EXTRACTED TEXT ->

>>>>>

The two approaches differ in how this is done. One approach,
known as write-through caching,
immediately writes the modified data to RAM. Write-back caching, however, delays the writing of
modified data back to RAM. The reason for doing this is to reduce
the number of times a frequently-modified piece of data must be
written back to RAM.
Write-through cache is a bit simpler to implement; for this
reason it is most common. Write-back cache is a bit trickier to
implement; in addition to storing the actual data, it is necessary
to maintain some sort of mechanism capable of flagging the cached
data as clean (the data in cache is the same as the data in RAM),
or dirty (the data in cache has been modified, meaning that the
data in RAM is no longer current). It is also necessary to
implement a way of periodically flushing dirty cache entries back
to RAM.
Cache subsystems in present-day computer designs may be
multi-level; that is, there might be more than one set of cache
between the CPU and main memory. The cache levels are often
numbered, with lower numbers being closer to the CPU. Many systems
have two cache levels:
-
L1 cache is often located directly on the CPU chip itself and
runs at the same speed as the CPU
-
L2 cache is often part of the CPU module, runs at CPU speeds (or
nearly so), and is usually a bit larger and slower than L1
cache
Some systems (normally high-performance servers) also have L3
cache, which is usually part of the system motherboard. As might be
expected, L3 cache would be larger (and most likely slower) than L2
cache.
In either case, the goal of all cache subsystems — whether
single- or multi-level — is to reduce the average access time
to the RAM.
RAM makes up the bulk of electronic storage on present-day
computers. It is used as storage for both data and programs while
those data and programs are in use. The speed of RAM in most
systems today lies between the speed of cache memory and that of
hard drives, and is much closer to the former than the latter.

<<<<<

TO-DO LIST ->
1) Decide whether each statement below agrees with the text on cache memory. Answer yes or no for each and quote the words of the text that decide it.
(a) Write-through caching delays writing modified data back to RAM.
(b) Write-through cache is the most common of the two approaches.
(c) L3 cache is usually located on the CPU chip.
2) According to the text on cache memory, where is L1 cache often located?
3) Duplicate everything in the text on cache memory from "RAM makes up" down to "than the latter.".

DATA EXCERPTS ->

>>>>>

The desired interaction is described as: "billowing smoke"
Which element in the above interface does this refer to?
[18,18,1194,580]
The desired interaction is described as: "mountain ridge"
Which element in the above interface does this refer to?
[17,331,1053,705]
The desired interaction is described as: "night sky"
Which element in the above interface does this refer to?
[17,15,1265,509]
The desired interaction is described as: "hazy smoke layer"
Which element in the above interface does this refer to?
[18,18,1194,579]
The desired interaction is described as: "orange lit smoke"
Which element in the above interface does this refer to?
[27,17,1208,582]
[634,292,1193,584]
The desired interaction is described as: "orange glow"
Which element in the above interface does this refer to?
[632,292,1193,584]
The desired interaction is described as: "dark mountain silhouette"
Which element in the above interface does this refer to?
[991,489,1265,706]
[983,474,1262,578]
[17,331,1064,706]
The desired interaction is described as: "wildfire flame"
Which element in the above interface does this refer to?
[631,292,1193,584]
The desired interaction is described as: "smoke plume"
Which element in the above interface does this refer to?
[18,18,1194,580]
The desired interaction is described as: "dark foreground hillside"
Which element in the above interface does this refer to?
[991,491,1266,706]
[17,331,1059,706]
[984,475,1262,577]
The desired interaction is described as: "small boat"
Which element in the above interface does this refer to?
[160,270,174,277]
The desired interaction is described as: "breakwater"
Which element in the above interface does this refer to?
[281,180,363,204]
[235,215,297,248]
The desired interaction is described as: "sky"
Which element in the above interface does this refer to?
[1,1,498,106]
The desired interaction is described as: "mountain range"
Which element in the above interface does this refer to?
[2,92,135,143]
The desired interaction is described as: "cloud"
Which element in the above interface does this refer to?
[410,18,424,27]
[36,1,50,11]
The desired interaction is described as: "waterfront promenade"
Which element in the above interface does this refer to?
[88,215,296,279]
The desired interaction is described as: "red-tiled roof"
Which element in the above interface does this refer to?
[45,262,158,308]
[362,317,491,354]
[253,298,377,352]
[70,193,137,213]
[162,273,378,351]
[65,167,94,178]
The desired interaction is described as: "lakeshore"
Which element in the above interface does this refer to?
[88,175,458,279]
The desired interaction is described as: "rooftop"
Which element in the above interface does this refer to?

<<<<<

RESULTS ->
1)
(a) No: "One approach, known as write-through caching, immediately writes the modified data to RAM."
(b) Yes: "Write-through cache is a bit simpler to implement; for this reason it is most common."
(c) No: "L3 cache, which is usually part of the system motherboard."

2) Directly on the CPU chip itself.

3)
RAM makes up the bulk of electronic storage on present-day
computers. It is used as storage for both data and programs while
those data and programs are in use. The speed of RAM in most
systems today lies between the speed of cache memory and that of
hard drives, and is much closer to the former than the latter.